Shuggie, c'est le gosse. Qu'on peut pas confondre avec Shug le père, qui cogne beaucoup sans amour sur Agnes, la mère de Shug.
Pour Shuggie, sa mère est un joyau pur, une Déesse sur laquelle il faut veiller, bien qu'elle puisse très bien se défendre toute seule, mais contre laquelle l'alcool semble gagner de plus en plus de terrain au fil du temps qui s'écoule très (trop) lentement dans cet endroit qu'on appelle Pithead.
On ne naît pas alcoolique, on le devient. Quoique c'est sûrement aussi dans quelques gênes si on cherche à faire des raccourcis un peu trop facilement et qu'on veut invoquer la méchanceté. Et Shuggie aime tellement sa mère que peu importe l'ivresse, il ferait n'importe quoi pour elle.
Faut dire aussi, c'est pas facile d'aller se réfugier ailleurs, ni d'avoir un autre modèle sur qui se plaquer. Vivre dans les corons écossais c'est pas ce qu'on fait de mieux comme décor social pour s'épanouir pendant l'enfance. Margaret Thatcher mérite bien son surnom pour qui a vécu la crise sous son règne.
En plus apparemment - d'après certains quoi - Shuggie il serait un peu tout de traviole.
Enfin ça, ce sont les autres qui le disent. Il n'y a que Shuggie qui ne comprend pas ce qui cloche chez lui. Il parle bien, il est précieux, marche bizarrement, ne semble pas trop attiré par les filles. En quoi tout ça serait un problème quand on a entre 7 et 11 ans ?

-.-.-

# [Consigne A]
Recopiez intégralement le texte sur Shuggie.

# [Section des données]

-.-.-

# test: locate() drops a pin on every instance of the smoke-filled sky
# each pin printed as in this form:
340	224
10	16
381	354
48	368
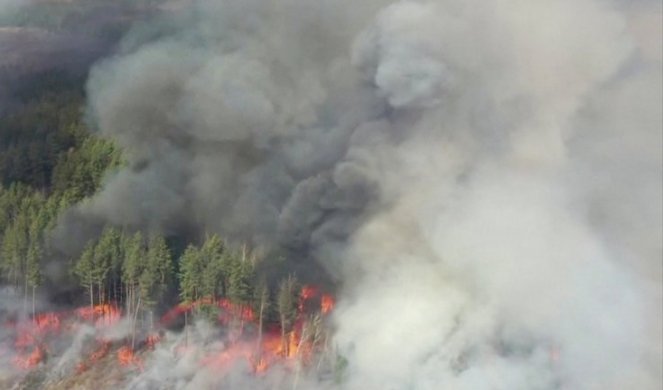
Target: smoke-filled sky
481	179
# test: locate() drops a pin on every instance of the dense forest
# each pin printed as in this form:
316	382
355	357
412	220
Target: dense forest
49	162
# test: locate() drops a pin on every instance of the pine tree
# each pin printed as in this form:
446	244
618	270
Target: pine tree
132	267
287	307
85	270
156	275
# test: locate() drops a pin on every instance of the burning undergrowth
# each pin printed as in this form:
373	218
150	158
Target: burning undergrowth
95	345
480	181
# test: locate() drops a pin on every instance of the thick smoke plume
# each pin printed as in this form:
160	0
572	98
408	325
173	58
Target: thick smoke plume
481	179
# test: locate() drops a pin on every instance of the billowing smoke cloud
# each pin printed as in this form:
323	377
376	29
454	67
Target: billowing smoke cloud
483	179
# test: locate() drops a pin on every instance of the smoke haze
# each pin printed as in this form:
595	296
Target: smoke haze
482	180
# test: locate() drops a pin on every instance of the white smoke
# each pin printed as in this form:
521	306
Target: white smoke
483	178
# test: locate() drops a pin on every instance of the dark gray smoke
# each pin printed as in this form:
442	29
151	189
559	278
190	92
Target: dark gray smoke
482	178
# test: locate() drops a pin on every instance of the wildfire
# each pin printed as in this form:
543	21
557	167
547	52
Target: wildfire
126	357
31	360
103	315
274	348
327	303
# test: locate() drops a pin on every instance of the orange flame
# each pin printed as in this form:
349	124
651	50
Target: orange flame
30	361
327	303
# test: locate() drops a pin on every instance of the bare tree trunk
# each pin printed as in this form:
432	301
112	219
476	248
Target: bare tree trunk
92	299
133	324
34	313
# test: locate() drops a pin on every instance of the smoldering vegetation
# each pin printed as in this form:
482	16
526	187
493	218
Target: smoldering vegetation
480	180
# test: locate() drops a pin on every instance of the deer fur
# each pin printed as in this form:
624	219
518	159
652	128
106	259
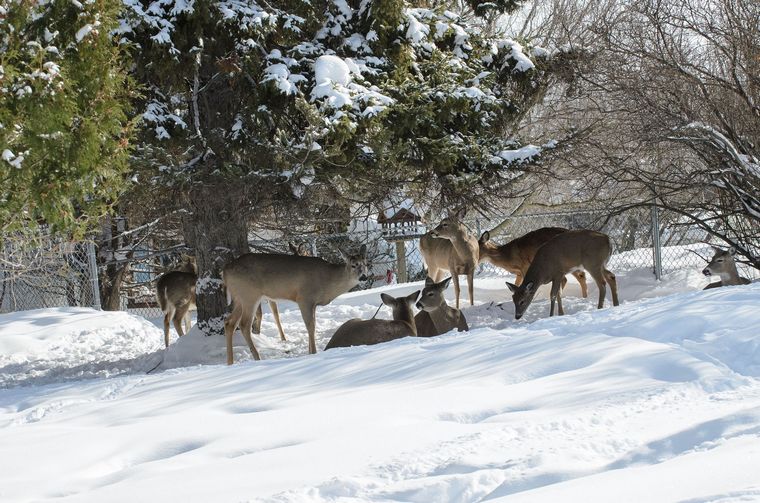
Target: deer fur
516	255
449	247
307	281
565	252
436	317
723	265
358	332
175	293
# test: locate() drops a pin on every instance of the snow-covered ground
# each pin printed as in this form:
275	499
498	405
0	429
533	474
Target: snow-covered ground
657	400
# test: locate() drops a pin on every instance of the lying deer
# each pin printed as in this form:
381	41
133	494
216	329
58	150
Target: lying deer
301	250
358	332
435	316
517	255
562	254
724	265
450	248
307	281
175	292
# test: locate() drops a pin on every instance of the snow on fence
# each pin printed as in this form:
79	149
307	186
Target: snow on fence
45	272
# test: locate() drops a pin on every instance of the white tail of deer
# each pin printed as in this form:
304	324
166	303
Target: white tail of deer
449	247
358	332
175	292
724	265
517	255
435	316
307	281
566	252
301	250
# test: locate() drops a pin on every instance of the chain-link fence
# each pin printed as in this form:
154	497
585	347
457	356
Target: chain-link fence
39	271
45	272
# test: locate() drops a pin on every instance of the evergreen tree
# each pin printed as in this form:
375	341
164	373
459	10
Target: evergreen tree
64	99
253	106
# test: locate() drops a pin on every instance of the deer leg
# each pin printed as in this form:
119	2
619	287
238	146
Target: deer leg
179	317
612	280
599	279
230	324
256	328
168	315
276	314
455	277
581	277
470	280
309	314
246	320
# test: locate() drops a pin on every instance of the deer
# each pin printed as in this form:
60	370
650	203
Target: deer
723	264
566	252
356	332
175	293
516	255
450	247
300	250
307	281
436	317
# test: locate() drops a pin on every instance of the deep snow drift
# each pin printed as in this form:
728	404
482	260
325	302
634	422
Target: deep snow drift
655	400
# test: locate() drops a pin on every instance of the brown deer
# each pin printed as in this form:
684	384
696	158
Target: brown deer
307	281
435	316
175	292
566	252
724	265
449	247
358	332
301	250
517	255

-.-.-

# [Consigne B]
Reproduisez, s'il vous plaît, les lignes de données en remplaçant « Target » par « Cible » sans rien modifier d'autre. Prenez uniquement celles qui vont de la ligne contenant « the evergreen tree » jusqu'à la dernière ligne de données, bornes comprises.

# [Réponse complète A]
Shuggie, c'est le gosse. Qu'on peut pas confondre avec Shug le père, qui cogne beaucoup sans amour sur Agnes, la mère de Shug.
Pour Shuggie, sa mère est un joyau pur, une Déesse sur laquelle il faut veiller, bien qu'elle puisse très bien se défendre toute seule, mais contre laquelle l'alcool semble gagner de plus en plus de terrain au fil du temps qui s'écoule très (trop) lentement dans cet endroit qu'on appelle Pithead.
On ne naît pas alcoolique, on le devient. Quoique c'est sûrement aussi dans quelques gênes si on cherche à faire des raccourcis un peu trop facilement et qu'on veut invoquer la méchanceté. Et Shuggie aime tellement sa mère que peu importe l'ivresse, il ferait n'importe quoi pour elle.
Faut dire aussi, c'est pas facile d'aller se réfugier ailleurs, ni d'avoir un autre modèle sur qui se plaquer. Vivre dans les corons écossais c'est pas ce qu'on fait de mieux comme décor social pour s'épanouir pendant l'enfance. Margaret Thatcher mérite bien son surnom pour qui a vécu la crise sous son règne.
En plus apparemment - d'après certains quoi - Shuggie il serait un peu tout de traviole.
Enfin ça, ce sont les autres qui le disent. Il n'y a que Shuggie qui ne comprend pas ce qui cloche chez lui. Il parle bien, il est précieux, marche bizarrement, ne semble pas trop attiré par les filles. En quoi tout ça serait un problème quand on a entre 7 et 11 ans ?

# [Réponse complète B]
# test: locate() drops a pin on every instance of the evergreen tree
# each pin printed as in this form:
375	341
164	373
459	10
Cible: evergreen tree
64	99
253	106
# test: locate() drops a pin on every instance of the deer leg
# each pin printed as in this form:
119	2
619	287
238	146
Cible: deer leg
179	317
612	280
599	279
230	324
256	328
168	315
276	314
455	277
581	277
470	280
309	314
246	320
# test: locate() drops a pin on every instance of the deer
# each pin printed as in this form:
60	370
650	203
Cible: deer
723	264
566	252
356	332
175	293
516	255
450	247
300	250
307	281
436	317
# test: locate() drops a pin on every instance of the deep snow drift
# each pin printed as in this form:
728	404
482	260
325	302
634	422
Cible: deep snow drift
655	400
# test: locate() drops a pin on every instance of the brown deer
# each pin printed as in this form:
684	384
696	158
Cible: brown deer
307	281
435	316
175	292
566	252
724	265
449	247
358	332
301	250
517	255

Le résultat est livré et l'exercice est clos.